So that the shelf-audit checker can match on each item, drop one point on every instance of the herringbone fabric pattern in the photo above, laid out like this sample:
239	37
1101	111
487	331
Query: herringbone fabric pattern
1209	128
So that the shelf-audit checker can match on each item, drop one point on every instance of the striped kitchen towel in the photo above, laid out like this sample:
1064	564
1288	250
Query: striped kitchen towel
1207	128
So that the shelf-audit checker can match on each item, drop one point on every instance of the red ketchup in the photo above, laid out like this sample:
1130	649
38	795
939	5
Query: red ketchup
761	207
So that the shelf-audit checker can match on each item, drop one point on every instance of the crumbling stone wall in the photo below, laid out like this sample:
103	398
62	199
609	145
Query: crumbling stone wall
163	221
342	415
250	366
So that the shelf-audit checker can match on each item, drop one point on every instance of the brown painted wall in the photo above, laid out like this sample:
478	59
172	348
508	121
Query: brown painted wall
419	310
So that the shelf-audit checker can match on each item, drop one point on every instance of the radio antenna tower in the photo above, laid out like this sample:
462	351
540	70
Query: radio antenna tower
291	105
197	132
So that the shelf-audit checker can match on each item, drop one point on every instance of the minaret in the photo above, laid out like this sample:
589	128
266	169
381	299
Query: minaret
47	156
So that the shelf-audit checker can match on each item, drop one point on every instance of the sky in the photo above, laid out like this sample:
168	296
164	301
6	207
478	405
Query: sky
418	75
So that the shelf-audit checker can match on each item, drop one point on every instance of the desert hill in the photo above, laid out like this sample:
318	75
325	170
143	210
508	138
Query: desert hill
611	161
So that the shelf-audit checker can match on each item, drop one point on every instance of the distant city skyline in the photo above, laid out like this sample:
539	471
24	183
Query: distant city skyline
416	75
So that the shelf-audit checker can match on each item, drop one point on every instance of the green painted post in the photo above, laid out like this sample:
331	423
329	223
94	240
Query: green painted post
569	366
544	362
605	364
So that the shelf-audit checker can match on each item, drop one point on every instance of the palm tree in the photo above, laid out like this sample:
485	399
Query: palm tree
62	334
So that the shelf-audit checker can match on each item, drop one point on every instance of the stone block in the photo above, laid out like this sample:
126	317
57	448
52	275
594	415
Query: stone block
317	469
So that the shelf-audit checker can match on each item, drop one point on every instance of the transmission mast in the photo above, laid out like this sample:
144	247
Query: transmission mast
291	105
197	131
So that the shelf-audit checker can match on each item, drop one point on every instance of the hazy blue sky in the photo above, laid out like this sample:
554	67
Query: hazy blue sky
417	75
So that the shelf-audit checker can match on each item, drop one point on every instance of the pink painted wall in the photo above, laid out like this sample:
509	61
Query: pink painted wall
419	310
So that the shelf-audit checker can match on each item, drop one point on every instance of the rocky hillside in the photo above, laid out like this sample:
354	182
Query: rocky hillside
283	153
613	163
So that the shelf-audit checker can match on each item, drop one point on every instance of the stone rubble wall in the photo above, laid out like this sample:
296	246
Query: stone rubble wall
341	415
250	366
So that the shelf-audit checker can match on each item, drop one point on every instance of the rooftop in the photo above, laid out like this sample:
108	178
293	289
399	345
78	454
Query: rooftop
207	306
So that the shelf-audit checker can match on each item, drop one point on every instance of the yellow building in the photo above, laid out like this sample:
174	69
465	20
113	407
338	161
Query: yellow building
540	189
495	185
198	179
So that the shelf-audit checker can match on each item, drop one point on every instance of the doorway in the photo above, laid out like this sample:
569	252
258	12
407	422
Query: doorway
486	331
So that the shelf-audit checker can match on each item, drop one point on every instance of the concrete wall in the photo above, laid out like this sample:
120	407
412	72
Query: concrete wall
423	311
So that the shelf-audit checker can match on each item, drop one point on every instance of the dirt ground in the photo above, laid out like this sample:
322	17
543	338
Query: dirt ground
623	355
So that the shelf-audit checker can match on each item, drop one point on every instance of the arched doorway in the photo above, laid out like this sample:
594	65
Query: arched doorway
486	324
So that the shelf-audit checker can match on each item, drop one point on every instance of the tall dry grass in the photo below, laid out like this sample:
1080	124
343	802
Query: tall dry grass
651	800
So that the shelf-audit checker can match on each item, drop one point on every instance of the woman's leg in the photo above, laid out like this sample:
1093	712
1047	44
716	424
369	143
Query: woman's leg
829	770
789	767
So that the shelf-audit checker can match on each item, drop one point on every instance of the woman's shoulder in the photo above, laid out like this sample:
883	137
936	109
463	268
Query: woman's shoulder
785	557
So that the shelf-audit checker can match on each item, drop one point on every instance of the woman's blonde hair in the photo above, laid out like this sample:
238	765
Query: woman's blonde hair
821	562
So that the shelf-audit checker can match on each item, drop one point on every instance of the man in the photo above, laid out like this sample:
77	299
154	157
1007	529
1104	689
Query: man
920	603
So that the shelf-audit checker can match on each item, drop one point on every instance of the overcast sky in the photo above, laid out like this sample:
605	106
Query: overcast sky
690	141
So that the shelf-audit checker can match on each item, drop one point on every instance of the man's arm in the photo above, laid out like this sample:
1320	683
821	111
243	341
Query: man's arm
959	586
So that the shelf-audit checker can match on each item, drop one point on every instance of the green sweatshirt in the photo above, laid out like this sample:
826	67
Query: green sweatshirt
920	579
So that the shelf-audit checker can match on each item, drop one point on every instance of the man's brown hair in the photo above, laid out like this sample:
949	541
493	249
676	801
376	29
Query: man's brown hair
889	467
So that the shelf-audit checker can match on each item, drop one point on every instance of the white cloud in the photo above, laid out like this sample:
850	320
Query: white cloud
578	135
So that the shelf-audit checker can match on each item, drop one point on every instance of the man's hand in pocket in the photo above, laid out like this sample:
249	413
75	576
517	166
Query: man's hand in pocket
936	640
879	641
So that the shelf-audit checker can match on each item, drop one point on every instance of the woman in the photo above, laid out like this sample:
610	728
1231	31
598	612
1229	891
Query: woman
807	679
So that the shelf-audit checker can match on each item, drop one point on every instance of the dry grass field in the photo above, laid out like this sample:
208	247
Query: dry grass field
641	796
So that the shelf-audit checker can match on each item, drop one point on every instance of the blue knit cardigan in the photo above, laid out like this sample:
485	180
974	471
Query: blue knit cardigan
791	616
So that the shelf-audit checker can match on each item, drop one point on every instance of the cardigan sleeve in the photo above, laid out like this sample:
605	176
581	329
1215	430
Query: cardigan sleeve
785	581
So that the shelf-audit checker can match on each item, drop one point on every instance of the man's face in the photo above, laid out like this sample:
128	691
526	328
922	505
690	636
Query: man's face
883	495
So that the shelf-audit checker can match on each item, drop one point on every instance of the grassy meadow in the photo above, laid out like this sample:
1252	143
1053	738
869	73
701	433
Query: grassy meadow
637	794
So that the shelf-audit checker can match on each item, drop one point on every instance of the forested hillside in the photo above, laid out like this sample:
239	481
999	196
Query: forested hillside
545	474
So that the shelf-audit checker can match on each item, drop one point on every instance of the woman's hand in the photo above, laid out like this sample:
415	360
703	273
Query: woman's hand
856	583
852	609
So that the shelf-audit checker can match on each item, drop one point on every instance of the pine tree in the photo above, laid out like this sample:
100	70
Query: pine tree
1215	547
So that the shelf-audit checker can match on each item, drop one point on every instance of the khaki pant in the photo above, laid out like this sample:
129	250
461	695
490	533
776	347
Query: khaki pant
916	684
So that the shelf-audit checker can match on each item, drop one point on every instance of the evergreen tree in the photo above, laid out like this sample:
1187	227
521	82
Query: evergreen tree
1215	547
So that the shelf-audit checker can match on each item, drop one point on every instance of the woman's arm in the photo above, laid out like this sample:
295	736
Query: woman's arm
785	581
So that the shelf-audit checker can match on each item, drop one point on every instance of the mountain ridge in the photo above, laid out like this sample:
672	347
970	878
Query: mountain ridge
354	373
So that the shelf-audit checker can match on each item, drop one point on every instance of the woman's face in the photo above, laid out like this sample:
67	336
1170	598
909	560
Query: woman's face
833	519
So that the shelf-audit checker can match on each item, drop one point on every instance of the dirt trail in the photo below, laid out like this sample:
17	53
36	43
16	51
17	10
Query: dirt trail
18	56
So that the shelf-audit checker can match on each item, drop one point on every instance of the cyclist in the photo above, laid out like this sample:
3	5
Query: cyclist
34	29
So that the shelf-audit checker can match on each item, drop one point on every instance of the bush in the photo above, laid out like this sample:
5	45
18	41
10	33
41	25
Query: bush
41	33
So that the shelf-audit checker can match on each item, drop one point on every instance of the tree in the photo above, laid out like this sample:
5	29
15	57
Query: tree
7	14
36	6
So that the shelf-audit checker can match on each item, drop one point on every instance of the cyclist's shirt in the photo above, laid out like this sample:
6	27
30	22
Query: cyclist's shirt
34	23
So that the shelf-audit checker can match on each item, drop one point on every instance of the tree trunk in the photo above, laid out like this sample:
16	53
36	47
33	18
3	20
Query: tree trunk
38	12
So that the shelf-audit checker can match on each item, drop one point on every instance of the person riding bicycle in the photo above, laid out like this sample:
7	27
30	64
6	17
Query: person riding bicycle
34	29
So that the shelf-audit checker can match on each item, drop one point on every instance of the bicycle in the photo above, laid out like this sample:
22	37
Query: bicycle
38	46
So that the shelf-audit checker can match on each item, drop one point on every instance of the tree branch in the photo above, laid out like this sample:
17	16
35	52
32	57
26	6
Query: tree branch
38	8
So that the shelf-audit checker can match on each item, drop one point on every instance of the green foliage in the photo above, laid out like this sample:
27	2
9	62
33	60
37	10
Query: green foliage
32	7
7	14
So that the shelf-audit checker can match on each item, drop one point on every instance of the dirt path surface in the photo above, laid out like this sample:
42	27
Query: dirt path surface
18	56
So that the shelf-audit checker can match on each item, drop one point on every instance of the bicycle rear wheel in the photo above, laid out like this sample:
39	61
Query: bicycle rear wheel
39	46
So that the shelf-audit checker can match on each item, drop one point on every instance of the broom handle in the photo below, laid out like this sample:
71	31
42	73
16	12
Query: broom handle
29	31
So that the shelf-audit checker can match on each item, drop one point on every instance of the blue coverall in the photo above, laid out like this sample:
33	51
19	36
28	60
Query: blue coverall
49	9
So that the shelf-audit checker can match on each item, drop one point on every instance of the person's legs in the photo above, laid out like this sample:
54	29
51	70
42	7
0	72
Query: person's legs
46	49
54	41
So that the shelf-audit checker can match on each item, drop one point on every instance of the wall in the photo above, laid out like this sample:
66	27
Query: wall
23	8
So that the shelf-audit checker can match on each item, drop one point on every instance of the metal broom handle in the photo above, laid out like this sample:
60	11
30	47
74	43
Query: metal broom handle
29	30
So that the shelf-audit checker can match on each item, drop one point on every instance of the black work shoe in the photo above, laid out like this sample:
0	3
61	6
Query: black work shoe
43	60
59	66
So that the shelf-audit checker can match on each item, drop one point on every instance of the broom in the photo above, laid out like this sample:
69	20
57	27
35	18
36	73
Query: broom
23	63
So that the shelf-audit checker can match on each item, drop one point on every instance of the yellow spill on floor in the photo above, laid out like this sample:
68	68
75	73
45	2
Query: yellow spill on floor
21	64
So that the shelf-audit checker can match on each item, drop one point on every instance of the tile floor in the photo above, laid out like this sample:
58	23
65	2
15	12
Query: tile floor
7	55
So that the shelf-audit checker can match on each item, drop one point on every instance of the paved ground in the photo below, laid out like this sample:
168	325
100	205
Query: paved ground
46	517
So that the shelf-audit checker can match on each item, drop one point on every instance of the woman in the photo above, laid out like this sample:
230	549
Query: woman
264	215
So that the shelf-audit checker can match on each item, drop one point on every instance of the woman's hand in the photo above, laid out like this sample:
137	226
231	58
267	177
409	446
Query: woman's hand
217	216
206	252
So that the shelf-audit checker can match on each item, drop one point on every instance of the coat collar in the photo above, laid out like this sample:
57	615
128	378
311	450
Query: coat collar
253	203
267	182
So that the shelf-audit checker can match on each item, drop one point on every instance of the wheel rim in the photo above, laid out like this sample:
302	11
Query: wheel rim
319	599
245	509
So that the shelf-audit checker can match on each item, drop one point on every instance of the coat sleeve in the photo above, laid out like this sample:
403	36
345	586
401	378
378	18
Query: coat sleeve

# # #

◆ Your goal ◆
Tally the lines of the records holding the word "below", then state only the tally.

◆ Solution to the problem ◆
5